Consigne A =>
Comment résumeriez-vous en deux phrases l'extrait ci-dessous ?

Extrait du document =>
%%

La famille est très unie mais le fils aîné, Isak, doit partir à la guerre. L’important, pour la mère, ce sont les mariages qui attendent les jeunes filles. L’aînée, Buka, épouse dans le respect des traditions Papo, « d’une honnête famille séfarade ». La surprise vient du retour d’Isak, frappé par le typhus et devenu chauve. Il amène avec lui des amis serbes qu’il juge beaucoup plus amusants que ses congénères juifs. Cependant, si la coutume veut que : « Pour les juifs, les femmes serbes étaient hors de portée, de même que les juives pour les Serbes », les galants serbes, bien que l’un d’eux, Skoro, soit d’Herzégovine, font forte impression. Skoro, justement, devient un fidèle de la maison et s’attache à Nina sous l’œil inquiet de la mère, qui croit savoir que Dieu « ne permet pas de tels amours ». Toutefois, lorsque l’Herzégovien est blessé, même si elle ne peut prier pour sa guérison, elle ne parvient pas à souhaiter sa mort. La force de l’amour de sa fille l’ébranle… mais, à donner le mauvais exemple, on ruine les lois de la religion : « Ah! tristi di mi no seya ! » (« Ah ! pauvre de moi !»), dit-elle.

Parfum de pluie sur les Balkans, de Gordana Kuić

Le cimetière juif de Sarajevo, en surplomb du centre de la capitale de la Bosnie © CC4.0/Edodeluxe

Skoro n’a pas froid aux yeux : il s’est blessé volontairement pour n’avoir pas à combattre ses « frères serbes », et il ne veut se laisser dicter sa conduite par personne. C’est compter sans la famille, grand-mère en tête, qui maudit sa fille et profère : « Dieu fasse que toutes tes filles épousent des chrétiens ». On se doute que la malédiction a quelque chose de prophétique. Nina est consternée par la tournure que prennent les événements et, désespérée, elle est prête à renoncer à l’homme qu’elle aime. In extremis, sa mère l’en dissuade et, comme le disent les enfants, « un grand rabbin orthodoxe » convertit Nina et la marie au courageux Skoro. En même temps, apparaît le royaume des Serbes, des Croates et des Slovènes, « rêve de beaucoup de gens dans les Balkans ». Ainsi, « certains annoncèrent que 1918 marquait le véritable début du XXe siècle ».

Riki, jeune danseuse, est remarquée et part pour une école à Vienne. Femme libre, elle va connaître la gloire à Belgrade, où, à la suite de la disparition de l’Empire russe, a été ouverte une scène de ballet. Blanki décide que ses longs cheveux blonds « l’engloutissent » et les fait couper alors qu’aucune jeune fille ne porte les cheveux courts. Ce qui arrache un cri à la mère qui va devenir refrain : « Pourquoi faut-il que mes filles soient les premières en tout ? » De fait, Blanki la réservée ne peut s’empêcher de rougir lorsqu’elle croise le chemin du brillant Marko, jeune homme d’affaires promis à un bel avenir, qui circule à bord d’une puissante Buick. Estera comprend que ses tentatives de mariage arrangé sont vaines. Quant à Klara, elle épouse un catholique de Zagreb. Ainsi, la volonté de jeunes filles amoureuses fait voler en éclats la tradition, sous l’œil désapprobateur de la communauté.

%%

Données fournies =>
%%

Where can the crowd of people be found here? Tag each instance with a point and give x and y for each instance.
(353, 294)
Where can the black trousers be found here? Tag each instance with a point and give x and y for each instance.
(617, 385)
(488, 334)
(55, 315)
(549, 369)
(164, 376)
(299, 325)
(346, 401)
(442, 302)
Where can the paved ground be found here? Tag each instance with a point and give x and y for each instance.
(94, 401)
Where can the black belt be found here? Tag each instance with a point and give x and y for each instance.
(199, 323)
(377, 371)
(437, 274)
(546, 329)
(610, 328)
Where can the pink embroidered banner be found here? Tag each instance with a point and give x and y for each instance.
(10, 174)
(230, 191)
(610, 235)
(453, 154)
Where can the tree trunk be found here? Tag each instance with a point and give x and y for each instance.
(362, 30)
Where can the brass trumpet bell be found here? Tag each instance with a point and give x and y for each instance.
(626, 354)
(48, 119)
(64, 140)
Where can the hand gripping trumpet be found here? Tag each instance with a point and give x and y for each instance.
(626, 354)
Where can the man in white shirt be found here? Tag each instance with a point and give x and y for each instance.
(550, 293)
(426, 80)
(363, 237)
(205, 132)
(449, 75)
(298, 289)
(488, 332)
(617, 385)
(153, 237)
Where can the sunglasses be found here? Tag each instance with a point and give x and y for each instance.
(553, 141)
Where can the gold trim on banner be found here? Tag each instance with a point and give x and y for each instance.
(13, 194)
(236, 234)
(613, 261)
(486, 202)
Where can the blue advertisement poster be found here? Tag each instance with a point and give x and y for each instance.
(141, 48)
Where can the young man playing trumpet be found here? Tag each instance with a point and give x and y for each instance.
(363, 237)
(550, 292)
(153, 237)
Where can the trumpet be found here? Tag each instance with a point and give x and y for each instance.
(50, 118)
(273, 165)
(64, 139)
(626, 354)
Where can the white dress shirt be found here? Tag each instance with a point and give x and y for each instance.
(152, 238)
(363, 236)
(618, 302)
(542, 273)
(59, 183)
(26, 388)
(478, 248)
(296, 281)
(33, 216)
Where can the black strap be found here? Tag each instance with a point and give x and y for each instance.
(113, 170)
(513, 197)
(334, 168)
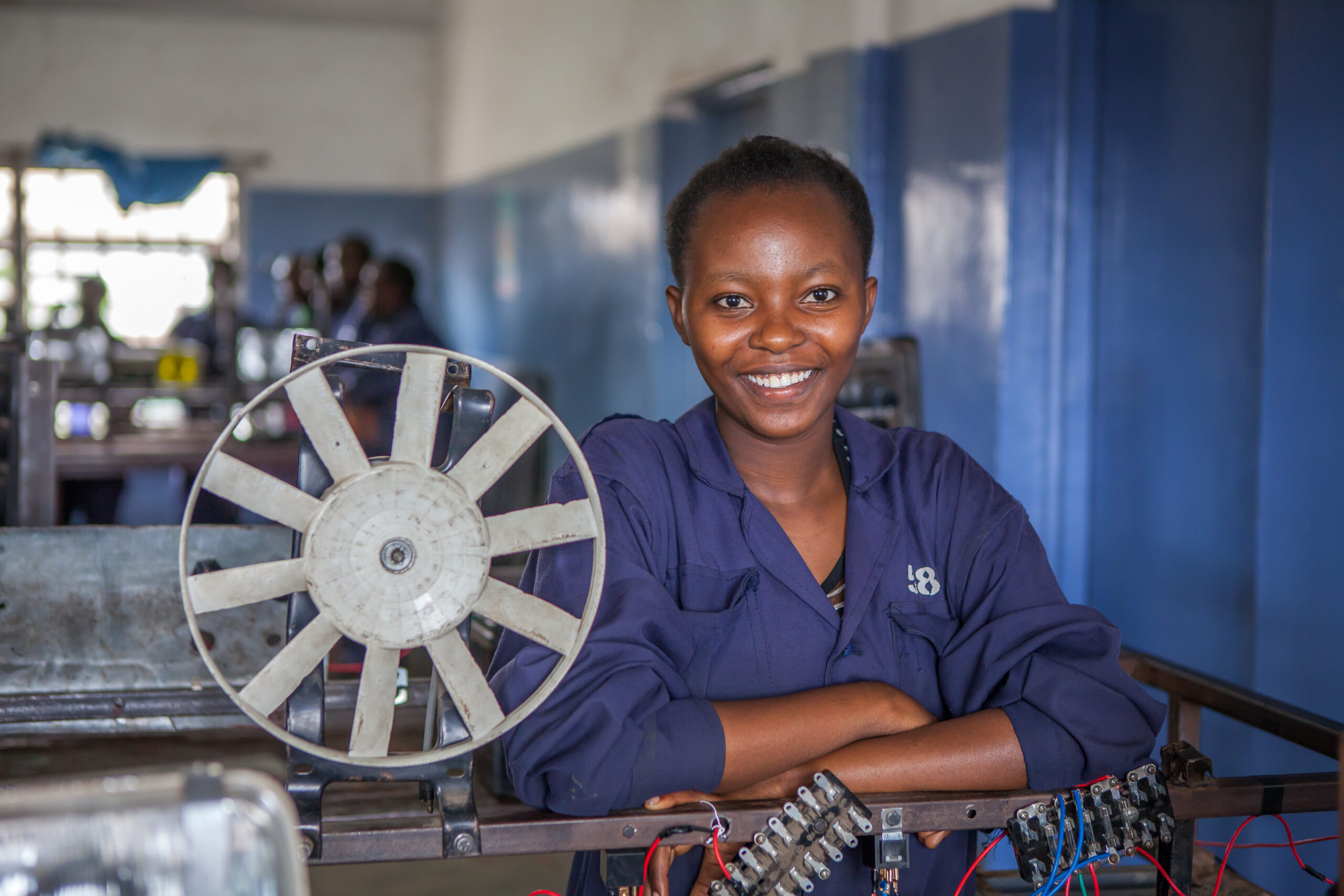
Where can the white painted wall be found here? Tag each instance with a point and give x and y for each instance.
(334, 105)
(524, 80)
(359, 105)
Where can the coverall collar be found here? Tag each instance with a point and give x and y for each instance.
(870, 532)
(870, 450)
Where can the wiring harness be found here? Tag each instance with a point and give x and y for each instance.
(1097, 823)
(799, 842)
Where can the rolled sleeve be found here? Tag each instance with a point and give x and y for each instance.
(1050, 751)
(623, 724)
(683, 749)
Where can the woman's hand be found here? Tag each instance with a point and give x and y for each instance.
(709, 872)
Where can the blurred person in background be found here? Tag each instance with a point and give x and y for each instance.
(217, 318)
(93, 294)
(344, 263)
(90, 501)
(393, 318)
(298, 293)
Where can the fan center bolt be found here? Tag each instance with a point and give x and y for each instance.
(397, 555)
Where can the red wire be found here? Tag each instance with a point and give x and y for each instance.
(1229, 852)
(983, 853)
(1300, 842)
(1294, 847)
(722, 867)
(1163, 872)
(647, 858)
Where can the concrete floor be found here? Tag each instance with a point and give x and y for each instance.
(495, 876)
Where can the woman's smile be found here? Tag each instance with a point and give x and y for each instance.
(783, 385)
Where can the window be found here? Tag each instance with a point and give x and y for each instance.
(154, 258)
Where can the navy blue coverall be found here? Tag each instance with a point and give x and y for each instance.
(949, 597)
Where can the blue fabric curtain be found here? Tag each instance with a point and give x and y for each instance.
(138, 179)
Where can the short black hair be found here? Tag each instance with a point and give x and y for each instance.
(765, 162)
(401, 275)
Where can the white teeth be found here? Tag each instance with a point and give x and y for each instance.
(780, 381)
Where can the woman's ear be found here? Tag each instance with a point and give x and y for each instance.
(870, 299)
(674, 294)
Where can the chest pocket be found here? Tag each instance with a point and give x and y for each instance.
(921, 632)
(717, 608)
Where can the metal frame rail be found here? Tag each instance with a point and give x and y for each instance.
(365, 828)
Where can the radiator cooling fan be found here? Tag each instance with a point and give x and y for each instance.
(395, 554)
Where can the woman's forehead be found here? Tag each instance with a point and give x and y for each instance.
(802, 230)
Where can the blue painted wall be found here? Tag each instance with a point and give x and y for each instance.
(1299, 577)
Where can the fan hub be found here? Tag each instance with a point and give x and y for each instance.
(397, 556)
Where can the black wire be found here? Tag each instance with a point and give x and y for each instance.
(685, 829)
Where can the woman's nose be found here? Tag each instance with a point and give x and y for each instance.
(779, 332)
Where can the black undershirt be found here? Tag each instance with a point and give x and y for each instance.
(836, 578)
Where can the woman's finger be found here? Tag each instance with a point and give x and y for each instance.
(932, 839)
(679, 798)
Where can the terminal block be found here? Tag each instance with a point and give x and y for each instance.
(799, 842)
(1119, 817)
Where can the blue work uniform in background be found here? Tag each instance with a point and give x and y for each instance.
(949, 597)
(378, 388)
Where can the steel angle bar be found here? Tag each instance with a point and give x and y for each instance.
(393, 832)
(1280, 719)
(175, 702)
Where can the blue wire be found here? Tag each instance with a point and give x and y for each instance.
(1078, 841)
(1059, 848)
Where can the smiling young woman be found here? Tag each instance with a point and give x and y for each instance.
(762, 616)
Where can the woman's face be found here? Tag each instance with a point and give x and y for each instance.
(773, 305)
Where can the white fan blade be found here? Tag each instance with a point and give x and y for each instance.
(466, 683)
(502, 445)
(239, 586)
(279, 678)
(375, 703)
(541, 527)
(327, 428)
(530, 616)
(260, 492)
(418, 402)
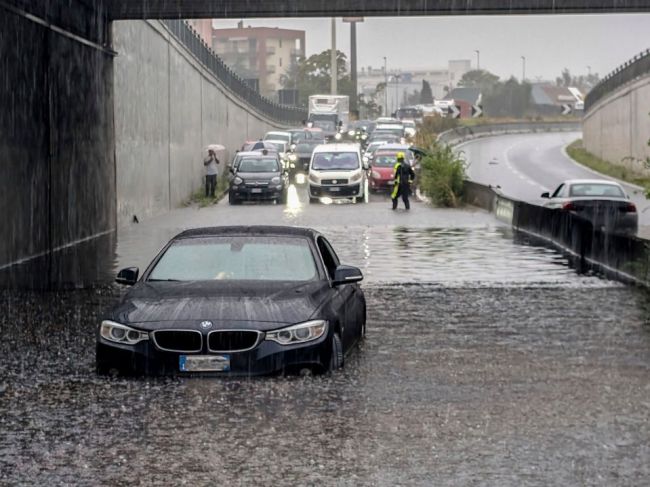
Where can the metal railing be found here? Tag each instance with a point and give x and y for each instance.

%%

Consigne B =>
Quelles lignes de la liste contiennent le mot "metal" ? Relevez-les toutes.

Réponse attendue A =>
Dans une famille juive très unie où la mère tient aux mariages selon la tradition, Nina s'attache à Skoro, un Serbe ami de son frère Isak, et, malgré l'hostilité de la famille, elle est convertie et mariée à lui. Ses sœurs suivent aussi leur propre voie (Riki connaît la gloire comme danseuse à Belgrade, Blanki se fait couper les cheveux et rougit devant Marko, Klara épouse un catholique de Zagreb), si bien que la volonté de ces jeunes filles amoureuses fait voler en éclats la tradition.

Réponse attendue B =>
Where can the metal frame rail be found here? Tag each instance with a point and give x and y for each instance.
Where can the metal railing be found here? Tag each instance with a point and give x and y for each instance.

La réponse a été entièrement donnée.